-- DOCUMENT SECTION --
· · · · · · ·
It seems that both Visconti and Pasolini represent in their films
Rocco and Accattone the "remnants" of the sub-proletarians.[5]
In both films, the lumpen-proletariat has changed since Gramsci's
time as well as since the time of La Terra Trema. In my opinion,
both directors consequently question how the intellectuals can represent
the "new" sub-proletarians and what relevance the
Gramscian idea of the intellectual has when history has proven that
society had developed in a different way from how Gramsci (and those
who lived through the Resistance) had envisioned. The emigration
of peasant masses from the South questions both the representation
of the lumpen-proletariat and the interpretation of social
dynamics related to it, in particular their encounter with the capitalist
society.
Pasolini claimed in the 1958 article I previously mentioned that
Italian directors, such as De Sica, Rossellini, and Visconti, mystified
the "reality of the rejected" and did not dare to represent
these miserable persons in their films. Two years later, Visconti
directed Rocco and his Brothers, which addresses these themes,
especially in Simone's story. Yet, Pasolini criticized Rocco
and challenged Visconti asking from the latter "a major courageous
act of psychological analysis" (Pasolini 1999, 904)[6]. Pasolini wrote: "It happens very often that the
emigrants from the South, especially when they are young, give way
to and get involved with immediate temptations of the environment
in which they must live: the poorest neighborhood, the "borgate"
or the barracks. [...] In the worst case, their ingenuous fatalism
becomes a kind of rebellious anarchism. At least, they do not to
consider as sacred what really is not as such" (Pasolini 1999, 903).
[7] For Pasolini, Rocco
instead simply represents Simone as the "evil" one. In
my opinion, Accattone represents the director's desire for
understanding the likes of Simone. Since the characters' bare lives
are totally "other" to the reality of the director, the film suspends
judgment about their actions and attempts to understand their reasons
to the extent of their living conditions.
· · · · · · ·
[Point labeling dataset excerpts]

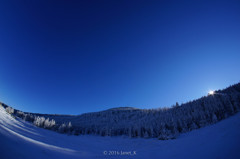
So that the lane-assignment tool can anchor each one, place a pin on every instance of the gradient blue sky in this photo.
(71, 57)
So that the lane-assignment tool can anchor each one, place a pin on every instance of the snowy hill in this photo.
(22, 140)
(162, 123)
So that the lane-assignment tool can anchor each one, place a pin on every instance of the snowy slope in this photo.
(22, 140)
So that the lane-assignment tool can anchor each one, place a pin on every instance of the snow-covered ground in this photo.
(22, 140)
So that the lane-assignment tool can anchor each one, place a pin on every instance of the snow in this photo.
(22, 140)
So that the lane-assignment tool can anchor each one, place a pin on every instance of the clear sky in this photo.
(71, 57)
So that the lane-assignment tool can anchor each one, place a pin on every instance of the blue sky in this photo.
(71, 57)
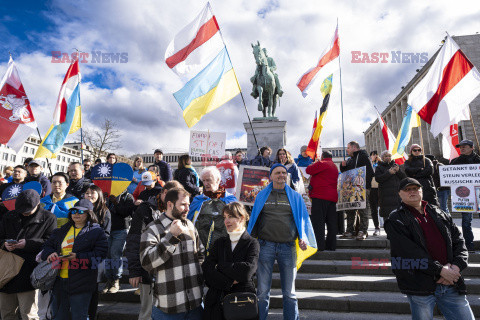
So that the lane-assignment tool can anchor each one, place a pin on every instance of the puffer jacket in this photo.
(408, 242)
(388, 184)
(414, 168)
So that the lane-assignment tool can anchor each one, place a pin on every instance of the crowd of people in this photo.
(183, 232)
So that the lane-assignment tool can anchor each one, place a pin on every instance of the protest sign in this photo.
(463, 181)
(113, 179)
(251, 180)
(352, 190)
(207, 143)
(10, 194)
· · · · · · ·
-- BRIEF 1 --
From the passage on Visconti and Pasolini, extract the text starting at "[7] For Pasolini, Rocco" and ending at "their living conditions.".
-- BRIEF 2 --
In the passage on Visconti and Pasolini, which three Italian directors did Pasolini's 1958 article accuse of mystifying the "reality of the rejected"?
-- BRIEF 3 --
Please give what follows the last sentence of the passage on Visconti and Pasolini.

-- TASK OUTPUT 1 --
[7] For Pasolini, Rocco
instead simply represents Simone as the "evil" one. In
my opinion, Accattone represents the director's desire for
understanding the likes of Simone. Since the characters' bare lives
are totally "other" to the reality of the director, the film suspends
judgment about their actions and attempts to understand their reasons
to the extent of their living conditions.

-- TASK OUTPUT 2 --
De Sica, Rossellini, and Visconti.

-- TASK OUTPUT 3 --
An investigation of the concept of "work" can be useful to exemplify
my interpretation. The Italian Constitution reads that the Republic
was founded on "work" ("il lavoro"). Pasolini's article,
which I previously quoted and which included both a description
of the Roman sub-proletarians and a critique of Visconti's Rocco,
was a response to a reader's letter addressing the problem of "work"
vis-ą-vis the Southern emigrants. In this letter, a Roman citizen
declared that the emigrants from the South could not be residents
because they did not have a job and they could not have a job because
they were not residents. This letter claims that "work"
is linked to the process of exclusion and elimination of the "rejected."
In the name of "work," on which the Republic was founded,
the Italian government could shape a new National identity. It would
finally eliminate the split between " the "People" as a whole and
as an integral body politic and, on the other hand, the "people"
as a subset and as a fragmentary multiplicity of needy and excluded
bodies" (Agamben, What is a People?). I think that Pasolini's insistence
on the word "work" in Accattone represents a reaction
against the governmental use of "work." Accattone
and his buddies call "work" a "bestemmia;" they make fun
of those who work because they will all meet at the "Campo
Santo" anyway. In other words, the sub-proletarians challenge
the idea that "work" should always be equated with "good."
In this way, Pasolini contrasts the current capitalist society,
as well as the government, which use the same term as instrumental
to establish hegemony to the detriment of the sub-proletarians.
Furthermore, Pasolini also defied the government's idea about human
beings' natural sense of duty and virtue, arguing that the psychologies
of the sub-proletarians who live in the slums have reached a "pathological
level." Pasolini thought that "work" couldn't solve their
problem. For Accattone, working is unbearable. Accattone's exclamation
during his first day of work "Are we at Buchenwald?" links
with Pasolini's idea of the "borgate" as concentration
camps, but also hints at this man's inadaptability to work.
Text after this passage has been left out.